INPUT DATA:
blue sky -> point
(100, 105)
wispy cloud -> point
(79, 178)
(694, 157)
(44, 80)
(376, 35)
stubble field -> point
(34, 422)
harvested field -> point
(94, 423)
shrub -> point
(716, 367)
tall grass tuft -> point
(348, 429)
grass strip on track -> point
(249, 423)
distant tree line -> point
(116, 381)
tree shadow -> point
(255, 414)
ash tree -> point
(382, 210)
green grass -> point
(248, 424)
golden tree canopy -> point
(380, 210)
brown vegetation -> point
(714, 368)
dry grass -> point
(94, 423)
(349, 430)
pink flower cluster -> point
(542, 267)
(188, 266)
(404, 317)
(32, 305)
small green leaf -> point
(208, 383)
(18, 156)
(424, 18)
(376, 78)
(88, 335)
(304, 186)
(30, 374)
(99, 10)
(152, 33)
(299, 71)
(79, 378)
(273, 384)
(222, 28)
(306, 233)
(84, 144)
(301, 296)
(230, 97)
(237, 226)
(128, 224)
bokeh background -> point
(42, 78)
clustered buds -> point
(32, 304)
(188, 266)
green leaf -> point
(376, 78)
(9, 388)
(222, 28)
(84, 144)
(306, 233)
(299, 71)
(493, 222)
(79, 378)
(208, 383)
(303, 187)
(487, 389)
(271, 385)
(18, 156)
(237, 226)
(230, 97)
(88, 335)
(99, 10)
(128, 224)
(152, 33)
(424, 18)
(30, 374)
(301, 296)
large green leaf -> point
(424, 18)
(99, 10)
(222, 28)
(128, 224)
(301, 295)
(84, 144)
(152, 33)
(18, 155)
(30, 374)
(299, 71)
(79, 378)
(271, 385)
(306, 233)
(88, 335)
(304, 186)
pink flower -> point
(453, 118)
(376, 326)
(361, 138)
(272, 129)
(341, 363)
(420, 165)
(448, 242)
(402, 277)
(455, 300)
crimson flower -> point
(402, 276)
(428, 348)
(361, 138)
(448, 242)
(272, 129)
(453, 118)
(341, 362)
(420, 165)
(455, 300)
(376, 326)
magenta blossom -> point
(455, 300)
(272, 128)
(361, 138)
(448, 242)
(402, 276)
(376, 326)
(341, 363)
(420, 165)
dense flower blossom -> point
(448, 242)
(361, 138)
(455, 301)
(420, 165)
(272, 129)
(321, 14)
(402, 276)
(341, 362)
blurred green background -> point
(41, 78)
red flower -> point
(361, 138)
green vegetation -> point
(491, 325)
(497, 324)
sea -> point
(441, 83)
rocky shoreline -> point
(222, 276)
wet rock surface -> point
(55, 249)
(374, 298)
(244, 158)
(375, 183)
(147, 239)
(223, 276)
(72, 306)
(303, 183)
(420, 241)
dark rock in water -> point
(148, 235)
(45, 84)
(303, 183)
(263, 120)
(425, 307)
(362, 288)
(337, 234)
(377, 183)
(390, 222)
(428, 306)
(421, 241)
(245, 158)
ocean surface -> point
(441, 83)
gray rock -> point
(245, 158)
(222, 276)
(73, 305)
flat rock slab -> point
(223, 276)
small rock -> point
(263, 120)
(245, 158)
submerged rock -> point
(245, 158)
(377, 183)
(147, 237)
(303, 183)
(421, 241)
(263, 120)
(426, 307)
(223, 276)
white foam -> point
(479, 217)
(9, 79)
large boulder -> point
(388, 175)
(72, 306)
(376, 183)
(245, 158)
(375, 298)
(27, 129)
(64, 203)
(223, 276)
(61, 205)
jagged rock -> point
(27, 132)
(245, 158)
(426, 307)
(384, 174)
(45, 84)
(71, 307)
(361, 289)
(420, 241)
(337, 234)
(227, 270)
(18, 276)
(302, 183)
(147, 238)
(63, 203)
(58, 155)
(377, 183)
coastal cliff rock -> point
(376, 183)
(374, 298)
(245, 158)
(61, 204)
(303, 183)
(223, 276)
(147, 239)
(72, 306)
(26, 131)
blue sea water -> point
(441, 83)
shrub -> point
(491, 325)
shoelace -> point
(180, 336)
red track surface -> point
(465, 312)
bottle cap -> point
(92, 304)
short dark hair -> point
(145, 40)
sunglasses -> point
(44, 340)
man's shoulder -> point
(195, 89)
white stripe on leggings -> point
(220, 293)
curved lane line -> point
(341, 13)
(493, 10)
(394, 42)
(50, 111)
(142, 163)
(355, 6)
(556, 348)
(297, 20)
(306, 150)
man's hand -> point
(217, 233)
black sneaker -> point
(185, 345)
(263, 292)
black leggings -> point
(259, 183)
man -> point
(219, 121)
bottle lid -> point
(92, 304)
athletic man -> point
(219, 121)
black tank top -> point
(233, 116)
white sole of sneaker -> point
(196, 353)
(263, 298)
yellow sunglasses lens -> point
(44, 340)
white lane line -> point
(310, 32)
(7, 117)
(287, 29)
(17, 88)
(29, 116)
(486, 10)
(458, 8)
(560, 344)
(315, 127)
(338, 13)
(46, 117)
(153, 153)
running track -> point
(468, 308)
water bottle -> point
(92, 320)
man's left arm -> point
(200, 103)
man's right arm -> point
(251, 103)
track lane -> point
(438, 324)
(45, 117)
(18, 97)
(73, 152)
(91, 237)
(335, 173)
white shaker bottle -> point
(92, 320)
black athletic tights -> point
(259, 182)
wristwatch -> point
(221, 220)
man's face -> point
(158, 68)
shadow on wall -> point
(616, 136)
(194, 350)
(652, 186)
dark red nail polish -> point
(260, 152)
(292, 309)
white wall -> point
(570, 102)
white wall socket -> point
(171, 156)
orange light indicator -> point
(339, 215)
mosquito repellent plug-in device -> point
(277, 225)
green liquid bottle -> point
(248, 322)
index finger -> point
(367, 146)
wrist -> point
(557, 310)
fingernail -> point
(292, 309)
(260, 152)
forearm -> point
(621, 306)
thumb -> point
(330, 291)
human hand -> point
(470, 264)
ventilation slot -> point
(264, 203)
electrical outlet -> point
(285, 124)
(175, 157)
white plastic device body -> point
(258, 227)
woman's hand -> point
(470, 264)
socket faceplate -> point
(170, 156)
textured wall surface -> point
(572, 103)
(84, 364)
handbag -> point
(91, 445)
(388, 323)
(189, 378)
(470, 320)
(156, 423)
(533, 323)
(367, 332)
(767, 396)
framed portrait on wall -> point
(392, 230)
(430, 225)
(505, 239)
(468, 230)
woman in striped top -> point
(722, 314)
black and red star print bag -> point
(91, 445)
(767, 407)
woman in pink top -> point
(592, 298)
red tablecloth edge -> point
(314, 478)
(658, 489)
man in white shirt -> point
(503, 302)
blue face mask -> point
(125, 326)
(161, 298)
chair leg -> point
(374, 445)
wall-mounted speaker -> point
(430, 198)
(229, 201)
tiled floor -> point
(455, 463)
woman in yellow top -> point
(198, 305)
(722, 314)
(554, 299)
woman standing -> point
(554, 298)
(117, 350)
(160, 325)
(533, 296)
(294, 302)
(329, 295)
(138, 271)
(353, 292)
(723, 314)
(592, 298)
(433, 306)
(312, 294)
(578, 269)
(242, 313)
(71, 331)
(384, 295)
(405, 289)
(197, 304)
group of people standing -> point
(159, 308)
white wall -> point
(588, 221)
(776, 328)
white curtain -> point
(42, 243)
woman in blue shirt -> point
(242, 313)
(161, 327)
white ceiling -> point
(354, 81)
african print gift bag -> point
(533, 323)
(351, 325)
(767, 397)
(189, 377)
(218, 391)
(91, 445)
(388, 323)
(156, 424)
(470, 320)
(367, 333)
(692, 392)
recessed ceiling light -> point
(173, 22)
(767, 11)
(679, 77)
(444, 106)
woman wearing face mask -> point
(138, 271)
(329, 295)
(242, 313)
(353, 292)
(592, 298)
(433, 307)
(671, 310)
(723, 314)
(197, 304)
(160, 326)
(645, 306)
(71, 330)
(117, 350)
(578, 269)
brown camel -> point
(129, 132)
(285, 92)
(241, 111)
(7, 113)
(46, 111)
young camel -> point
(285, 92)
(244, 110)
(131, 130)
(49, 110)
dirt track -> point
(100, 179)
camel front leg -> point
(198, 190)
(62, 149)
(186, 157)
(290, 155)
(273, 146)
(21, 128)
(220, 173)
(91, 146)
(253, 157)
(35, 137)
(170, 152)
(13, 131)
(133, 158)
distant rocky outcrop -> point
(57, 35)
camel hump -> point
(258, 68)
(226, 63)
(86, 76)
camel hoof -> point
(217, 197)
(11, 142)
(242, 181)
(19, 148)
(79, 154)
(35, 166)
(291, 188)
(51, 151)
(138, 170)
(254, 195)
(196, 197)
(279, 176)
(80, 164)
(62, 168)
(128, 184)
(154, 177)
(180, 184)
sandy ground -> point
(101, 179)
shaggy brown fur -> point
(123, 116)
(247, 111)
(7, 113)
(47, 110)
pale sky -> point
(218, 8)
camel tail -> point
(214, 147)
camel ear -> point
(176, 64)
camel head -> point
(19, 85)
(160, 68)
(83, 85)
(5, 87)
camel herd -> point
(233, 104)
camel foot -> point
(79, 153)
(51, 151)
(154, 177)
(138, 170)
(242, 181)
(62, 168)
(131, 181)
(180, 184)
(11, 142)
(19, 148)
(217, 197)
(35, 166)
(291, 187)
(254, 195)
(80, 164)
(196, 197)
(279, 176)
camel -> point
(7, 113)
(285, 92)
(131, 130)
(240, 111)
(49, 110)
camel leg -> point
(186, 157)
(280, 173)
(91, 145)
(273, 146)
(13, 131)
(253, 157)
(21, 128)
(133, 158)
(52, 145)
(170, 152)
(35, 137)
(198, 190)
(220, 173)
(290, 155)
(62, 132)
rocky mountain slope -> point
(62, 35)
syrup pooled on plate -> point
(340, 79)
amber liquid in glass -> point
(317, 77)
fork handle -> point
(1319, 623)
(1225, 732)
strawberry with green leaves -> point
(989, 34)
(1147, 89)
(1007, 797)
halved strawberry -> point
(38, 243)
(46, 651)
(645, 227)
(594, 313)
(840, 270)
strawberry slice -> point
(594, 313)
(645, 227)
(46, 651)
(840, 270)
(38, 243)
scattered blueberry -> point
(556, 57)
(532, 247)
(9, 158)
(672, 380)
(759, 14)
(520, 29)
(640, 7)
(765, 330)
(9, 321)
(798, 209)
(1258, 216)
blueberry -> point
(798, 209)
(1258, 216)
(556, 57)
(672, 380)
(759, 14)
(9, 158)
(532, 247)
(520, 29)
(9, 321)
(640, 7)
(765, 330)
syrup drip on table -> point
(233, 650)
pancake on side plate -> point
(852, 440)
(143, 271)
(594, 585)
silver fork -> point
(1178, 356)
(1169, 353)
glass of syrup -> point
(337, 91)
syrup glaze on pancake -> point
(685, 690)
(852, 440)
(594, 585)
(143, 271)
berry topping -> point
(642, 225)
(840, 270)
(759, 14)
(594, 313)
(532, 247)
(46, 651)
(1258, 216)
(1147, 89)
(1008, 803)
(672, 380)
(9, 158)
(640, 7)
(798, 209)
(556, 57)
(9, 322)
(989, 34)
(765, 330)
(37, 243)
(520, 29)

WHAT IS REQUIRED:
Reproduce the entries verbatim, starting at the line that contains "camel head -> point" and ending with the final line of the entries.

THE RESULT:
camel head -> point
(19, 85)
(160, 68)
(83, 85)
(5, 87)
camel herd -> point
(233, 104)
camel foot -> point
(79, 153)
(51, 151)
(154, 177)
(138, 170)
(242, 181)
(62, 168)
(131, 181)
(180, 184)
(11, 142)
(19, 148)
(217, 197)
(35, 166)
(291, 187)
(254, 195)
(80, 164)
(196, 197)
(279, 176)
camel -> point
(7, 113)
(285, 92)
(131, 130)
(240, 111)
(49, 110)
camel leg -> point
(186, 157)
(280, 173)
(91, 145)
(273, 146)
(13, 131)
(253, 157)
(21, 128)
(133, 158)
(52, 145)
(170, 152)
(35, 137)
(198, 190)
(220, 173)
(290, 155)
(62, 132)
rocky mountain slope -> point
(62, 35)
syrup pooled on plate -> point
(340, 79)
amber liquid in glass -> point
(317, 77)
fork handle -> point
(1319, 623)
(1225, 732)
strawberry with green leaves -> point
(989, 34)
(1147, 89)
(1007, 797)
halved strawberry -> point
(38, 243)
(46, 651)
(645, 227)
(594, 313)
(840, 270)
strawberry slice -> point
(594, 313)
(645, 227)
(46, 651)
(840, 270)
(38, 243)
scattered blueberry -> point
(556, 57)
(532, 247)
(9, 158)
(672, 380)
(759, 14)
(520, 29)
(640, 7)
(765, 330)
(9, 321)
(798, 209)
(1258, 216)
blueberry -> point
(798, 209)
(1258, 216)
(556, 57)
(672, 380)
(759, 14)
(9, 158)
(532, 247)
(520, 29)
(9, 321)
(640, 7)
(765, 330)
syrup drip on table -> point
(233, 650)
pancake on side plate -> point
(852, 440)
(143, 271)
(594, 585)
silver fork -> point
(1178, 356)
(1169, 353)
glass of syrup -> point
(337, 91)
syrup glaze on pancake -> point
(685, 690)
(852, 440)
(594, 585)
(143, 271)
berry topping -> point
(642, 225)
(840, 270)
(759, 14)
(594, 313)
(532, 247)
(46, 651)
(1258, 216)
(1147, 89)
(1008, 803)
(672, 380)
(9, 158)
(640, 7)
(798, 209)
(556, 57)
(9, 322)
(989, 34)
(765, 330)
(37, 243)
(520, 29)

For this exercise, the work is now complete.